_About this exercise:_
When you copy from the entries that follow, take only the lines from the one with "# Task: locate the flock" down to the one with "# Task: locate the duck body in this image", keeping both ends and dropping every picture.

_Data shown:_
☆ ☆ ☆ ☆
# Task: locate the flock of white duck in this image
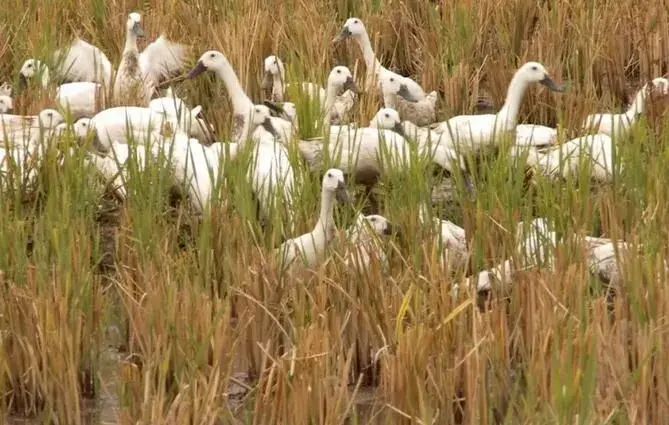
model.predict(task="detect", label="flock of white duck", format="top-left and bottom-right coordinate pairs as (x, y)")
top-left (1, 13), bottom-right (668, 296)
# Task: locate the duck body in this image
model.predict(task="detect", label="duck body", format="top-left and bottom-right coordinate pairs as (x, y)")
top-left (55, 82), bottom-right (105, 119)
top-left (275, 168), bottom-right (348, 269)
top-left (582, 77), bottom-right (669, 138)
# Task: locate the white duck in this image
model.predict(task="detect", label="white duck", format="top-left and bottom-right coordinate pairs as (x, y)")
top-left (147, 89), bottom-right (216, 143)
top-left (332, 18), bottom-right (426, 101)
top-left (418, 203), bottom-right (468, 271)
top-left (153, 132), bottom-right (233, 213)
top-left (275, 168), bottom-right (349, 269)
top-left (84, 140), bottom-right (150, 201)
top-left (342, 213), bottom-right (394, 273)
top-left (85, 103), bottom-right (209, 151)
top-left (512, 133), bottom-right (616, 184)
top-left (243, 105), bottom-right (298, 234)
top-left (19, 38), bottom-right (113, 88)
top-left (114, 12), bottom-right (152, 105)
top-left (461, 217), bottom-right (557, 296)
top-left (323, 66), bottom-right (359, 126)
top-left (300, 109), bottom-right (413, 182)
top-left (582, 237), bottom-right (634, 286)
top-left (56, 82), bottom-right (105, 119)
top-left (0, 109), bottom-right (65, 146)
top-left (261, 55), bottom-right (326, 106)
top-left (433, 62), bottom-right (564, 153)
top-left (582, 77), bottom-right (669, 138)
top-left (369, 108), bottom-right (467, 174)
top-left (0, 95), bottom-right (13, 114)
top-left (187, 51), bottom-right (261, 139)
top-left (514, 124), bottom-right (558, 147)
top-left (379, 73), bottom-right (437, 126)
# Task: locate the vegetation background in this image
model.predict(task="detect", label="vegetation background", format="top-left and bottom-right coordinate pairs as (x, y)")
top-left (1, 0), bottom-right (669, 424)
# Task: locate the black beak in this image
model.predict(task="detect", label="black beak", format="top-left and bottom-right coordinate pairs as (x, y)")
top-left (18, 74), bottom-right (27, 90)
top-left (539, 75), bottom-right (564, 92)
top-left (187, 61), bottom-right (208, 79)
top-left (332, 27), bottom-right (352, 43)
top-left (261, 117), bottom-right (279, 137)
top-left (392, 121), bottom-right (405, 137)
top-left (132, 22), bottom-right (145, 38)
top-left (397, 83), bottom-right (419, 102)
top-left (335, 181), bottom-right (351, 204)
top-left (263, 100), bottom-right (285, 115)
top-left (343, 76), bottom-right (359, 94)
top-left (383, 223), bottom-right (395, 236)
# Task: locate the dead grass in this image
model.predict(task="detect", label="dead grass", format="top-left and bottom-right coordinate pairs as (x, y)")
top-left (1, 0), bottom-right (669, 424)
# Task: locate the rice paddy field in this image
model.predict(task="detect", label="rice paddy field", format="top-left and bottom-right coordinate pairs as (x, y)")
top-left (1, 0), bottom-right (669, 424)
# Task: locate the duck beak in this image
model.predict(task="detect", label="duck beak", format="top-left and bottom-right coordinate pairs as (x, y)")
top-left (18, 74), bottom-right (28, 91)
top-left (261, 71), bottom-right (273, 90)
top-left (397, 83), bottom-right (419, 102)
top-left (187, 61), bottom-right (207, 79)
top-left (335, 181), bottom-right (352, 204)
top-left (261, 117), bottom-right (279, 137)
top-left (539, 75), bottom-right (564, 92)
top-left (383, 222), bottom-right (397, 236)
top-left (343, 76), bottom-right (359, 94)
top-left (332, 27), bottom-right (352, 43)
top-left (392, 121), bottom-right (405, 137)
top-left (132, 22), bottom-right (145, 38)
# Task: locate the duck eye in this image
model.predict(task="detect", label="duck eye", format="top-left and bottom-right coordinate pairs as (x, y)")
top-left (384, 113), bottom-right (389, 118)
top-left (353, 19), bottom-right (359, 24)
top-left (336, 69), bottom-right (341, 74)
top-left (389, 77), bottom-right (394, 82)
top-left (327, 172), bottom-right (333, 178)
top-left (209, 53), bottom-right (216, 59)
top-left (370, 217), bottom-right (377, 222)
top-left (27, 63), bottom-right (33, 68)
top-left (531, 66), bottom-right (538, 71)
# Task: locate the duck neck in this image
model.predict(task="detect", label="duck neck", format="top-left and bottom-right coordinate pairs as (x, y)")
☆ ☆ ☆ ☆
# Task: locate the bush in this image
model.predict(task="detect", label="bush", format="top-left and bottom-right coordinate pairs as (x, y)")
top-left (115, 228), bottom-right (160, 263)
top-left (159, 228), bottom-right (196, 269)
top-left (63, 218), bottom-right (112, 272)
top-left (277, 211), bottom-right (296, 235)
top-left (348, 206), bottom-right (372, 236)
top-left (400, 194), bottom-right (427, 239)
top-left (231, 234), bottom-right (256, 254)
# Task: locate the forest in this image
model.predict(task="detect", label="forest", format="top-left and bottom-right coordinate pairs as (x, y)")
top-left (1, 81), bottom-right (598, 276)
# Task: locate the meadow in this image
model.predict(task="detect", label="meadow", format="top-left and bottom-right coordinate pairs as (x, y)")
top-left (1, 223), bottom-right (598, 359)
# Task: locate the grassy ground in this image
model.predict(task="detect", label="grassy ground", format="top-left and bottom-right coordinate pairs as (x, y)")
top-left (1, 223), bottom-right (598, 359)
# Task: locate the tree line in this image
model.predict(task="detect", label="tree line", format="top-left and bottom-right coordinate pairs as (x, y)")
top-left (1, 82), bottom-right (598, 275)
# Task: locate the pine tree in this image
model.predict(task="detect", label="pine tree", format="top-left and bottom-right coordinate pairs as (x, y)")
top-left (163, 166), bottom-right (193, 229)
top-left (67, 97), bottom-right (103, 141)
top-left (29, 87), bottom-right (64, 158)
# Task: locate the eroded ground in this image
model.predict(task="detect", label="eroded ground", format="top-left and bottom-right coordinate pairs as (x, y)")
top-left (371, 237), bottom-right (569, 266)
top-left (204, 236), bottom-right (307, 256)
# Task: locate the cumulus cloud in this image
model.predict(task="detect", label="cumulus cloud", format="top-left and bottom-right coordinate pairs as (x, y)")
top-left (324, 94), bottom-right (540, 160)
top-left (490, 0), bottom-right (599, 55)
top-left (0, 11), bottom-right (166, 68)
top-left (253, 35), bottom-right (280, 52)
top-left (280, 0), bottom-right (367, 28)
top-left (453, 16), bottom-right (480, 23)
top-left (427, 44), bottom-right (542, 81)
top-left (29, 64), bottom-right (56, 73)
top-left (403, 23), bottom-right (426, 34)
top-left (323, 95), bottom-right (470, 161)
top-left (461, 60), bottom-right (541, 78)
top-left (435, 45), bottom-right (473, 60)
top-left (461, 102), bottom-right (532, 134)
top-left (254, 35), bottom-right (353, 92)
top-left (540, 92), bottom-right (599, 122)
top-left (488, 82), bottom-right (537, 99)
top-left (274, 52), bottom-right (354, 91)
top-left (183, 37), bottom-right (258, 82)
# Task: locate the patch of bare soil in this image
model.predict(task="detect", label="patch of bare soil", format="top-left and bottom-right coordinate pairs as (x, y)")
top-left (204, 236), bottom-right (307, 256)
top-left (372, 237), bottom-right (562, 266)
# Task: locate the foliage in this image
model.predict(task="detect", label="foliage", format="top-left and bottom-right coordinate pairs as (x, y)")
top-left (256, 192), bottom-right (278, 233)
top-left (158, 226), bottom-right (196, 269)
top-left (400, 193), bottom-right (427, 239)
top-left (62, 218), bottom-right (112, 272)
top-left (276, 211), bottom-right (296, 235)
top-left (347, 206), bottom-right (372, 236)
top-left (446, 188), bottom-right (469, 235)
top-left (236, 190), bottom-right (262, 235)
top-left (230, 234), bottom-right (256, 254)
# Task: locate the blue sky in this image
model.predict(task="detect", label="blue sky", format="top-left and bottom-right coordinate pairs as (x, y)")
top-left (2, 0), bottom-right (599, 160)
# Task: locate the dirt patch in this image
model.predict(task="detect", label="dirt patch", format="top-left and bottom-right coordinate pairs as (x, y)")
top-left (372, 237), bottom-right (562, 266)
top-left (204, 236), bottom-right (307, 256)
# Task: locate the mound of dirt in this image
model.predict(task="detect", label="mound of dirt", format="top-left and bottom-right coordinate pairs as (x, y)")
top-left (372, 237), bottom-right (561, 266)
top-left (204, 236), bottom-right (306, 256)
☆ ☆ ☆ ☆
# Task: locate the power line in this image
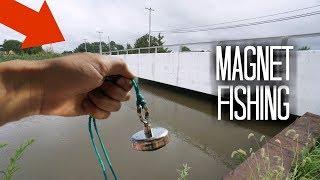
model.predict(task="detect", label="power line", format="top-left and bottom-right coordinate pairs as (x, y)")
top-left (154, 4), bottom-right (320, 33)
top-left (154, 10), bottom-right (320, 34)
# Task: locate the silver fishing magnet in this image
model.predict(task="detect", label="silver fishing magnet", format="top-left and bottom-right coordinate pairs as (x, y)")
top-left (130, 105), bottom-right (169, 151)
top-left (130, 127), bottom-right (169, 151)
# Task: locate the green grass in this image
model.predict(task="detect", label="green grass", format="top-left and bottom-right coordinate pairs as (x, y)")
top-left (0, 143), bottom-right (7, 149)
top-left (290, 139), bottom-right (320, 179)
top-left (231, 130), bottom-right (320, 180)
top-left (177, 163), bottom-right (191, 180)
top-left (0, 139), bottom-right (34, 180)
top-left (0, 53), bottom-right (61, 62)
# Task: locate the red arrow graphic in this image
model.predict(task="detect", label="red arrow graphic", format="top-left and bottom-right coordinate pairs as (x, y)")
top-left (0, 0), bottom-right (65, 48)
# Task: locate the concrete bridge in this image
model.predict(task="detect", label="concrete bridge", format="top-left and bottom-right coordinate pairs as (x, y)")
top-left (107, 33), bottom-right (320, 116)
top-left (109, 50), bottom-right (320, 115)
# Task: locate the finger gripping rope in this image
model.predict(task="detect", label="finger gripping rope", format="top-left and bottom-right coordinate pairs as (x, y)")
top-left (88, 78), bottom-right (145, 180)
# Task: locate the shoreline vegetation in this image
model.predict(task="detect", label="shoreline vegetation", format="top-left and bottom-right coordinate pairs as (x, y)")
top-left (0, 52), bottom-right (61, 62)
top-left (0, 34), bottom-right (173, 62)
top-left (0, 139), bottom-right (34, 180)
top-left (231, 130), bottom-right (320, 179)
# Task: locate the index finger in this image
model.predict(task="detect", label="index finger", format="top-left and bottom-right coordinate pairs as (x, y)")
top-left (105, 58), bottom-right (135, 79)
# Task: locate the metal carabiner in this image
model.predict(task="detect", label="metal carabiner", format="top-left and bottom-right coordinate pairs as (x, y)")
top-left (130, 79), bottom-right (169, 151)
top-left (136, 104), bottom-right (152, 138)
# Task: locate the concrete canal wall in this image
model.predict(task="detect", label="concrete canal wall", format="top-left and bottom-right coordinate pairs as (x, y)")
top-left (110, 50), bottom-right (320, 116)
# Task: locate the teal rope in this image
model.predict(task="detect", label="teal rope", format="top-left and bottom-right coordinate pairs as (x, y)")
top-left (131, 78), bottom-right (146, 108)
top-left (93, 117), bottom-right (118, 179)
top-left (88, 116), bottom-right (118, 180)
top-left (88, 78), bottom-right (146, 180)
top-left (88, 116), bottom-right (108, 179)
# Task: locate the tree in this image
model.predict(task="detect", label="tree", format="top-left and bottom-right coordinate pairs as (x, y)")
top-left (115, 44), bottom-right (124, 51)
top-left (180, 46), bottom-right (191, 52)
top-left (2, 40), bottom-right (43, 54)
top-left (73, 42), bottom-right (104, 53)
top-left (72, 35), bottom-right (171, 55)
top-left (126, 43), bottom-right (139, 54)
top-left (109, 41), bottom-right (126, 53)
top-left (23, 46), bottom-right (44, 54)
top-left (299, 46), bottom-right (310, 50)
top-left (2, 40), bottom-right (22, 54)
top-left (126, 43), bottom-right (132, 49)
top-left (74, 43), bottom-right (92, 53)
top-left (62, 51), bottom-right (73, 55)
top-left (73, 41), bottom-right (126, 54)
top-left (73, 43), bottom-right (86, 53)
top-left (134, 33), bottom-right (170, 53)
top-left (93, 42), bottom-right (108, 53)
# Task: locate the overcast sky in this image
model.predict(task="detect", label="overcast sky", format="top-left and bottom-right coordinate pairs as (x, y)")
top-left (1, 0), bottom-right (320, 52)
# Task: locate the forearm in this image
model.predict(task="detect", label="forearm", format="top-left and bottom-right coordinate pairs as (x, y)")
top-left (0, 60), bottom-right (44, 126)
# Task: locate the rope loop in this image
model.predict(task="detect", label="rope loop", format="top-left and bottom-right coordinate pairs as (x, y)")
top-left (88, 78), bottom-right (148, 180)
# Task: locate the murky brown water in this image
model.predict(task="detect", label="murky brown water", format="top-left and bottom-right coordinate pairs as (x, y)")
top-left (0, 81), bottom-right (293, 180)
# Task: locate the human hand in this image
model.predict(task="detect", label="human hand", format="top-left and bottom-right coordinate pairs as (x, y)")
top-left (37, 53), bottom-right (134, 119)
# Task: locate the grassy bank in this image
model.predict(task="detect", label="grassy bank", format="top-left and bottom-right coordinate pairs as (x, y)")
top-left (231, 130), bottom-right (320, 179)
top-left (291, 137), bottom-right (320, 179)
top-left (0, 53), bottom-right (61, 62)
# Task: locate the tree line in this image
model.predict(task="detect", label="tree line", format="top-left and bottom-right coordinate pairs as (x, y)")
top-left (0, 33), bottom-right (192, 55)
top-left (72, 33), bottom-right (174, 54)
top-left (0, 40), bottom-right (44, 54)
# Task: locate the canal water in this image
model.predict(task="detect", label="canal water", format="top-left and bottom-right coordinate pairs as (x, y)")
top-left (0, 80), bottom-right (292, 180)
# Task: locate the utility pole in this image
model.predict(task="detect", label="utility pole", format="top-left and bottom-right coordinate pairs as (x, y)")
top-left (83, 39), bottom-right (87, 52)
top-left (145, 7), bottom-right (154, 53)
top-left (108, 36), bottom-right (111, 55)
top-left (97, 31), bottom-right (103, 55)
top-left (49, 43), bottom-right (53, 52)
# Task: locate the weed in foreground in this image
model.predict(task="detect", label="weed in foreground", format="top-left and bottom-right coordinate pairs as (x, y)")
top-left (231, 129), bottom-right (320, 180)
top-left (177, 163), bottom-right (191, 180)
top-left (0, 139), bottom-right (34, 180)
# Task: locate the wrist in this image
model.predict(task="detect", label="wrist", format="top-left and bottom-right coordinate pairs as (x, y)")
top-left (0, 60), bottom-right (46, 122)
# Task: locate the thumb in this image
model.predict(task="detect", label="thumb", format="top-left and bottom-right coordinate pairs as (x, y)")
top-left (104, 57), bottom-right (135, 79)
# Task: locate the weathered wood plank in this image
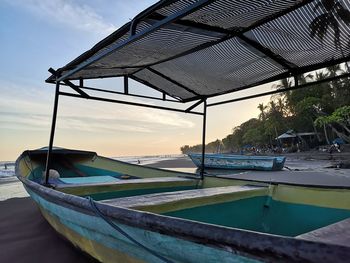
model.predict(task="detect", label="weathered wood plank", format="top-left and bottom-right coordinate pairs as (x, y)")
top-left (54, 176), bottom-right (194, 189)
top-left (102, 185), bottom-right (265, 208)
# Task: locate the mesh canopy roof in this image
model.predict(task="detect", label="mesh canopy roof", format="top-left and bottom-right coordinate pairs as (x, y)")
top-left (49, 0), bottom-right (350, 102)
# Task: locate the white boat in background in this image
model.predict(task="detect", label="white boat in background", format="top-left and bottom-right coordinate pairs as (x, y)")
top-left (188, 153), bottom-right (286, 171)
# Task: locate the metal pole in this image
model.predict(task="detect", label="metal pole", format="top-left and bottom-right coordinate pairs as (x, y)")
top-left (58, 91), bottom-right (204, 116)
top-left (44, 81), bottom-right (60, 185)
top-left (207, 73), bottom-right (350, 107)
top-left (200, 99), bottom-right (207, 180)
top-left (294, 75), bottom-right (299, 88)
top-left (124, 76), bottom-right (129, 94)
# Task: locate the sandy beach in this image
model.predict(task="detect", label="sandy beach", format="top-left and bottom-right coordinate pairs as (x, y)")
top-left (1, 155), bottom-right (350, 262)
☆ ☆ ☆ ☆
_Solution to the exercise:_
# Task: locate the flock of white duck in this image
model.predict(task="detect", label="flock of white duck", format="top-left and bottom-right coordinate pairs as (x, y)")
top-left (1, 13), bottom-right (668, 296)
# Task: locate the duck body in this image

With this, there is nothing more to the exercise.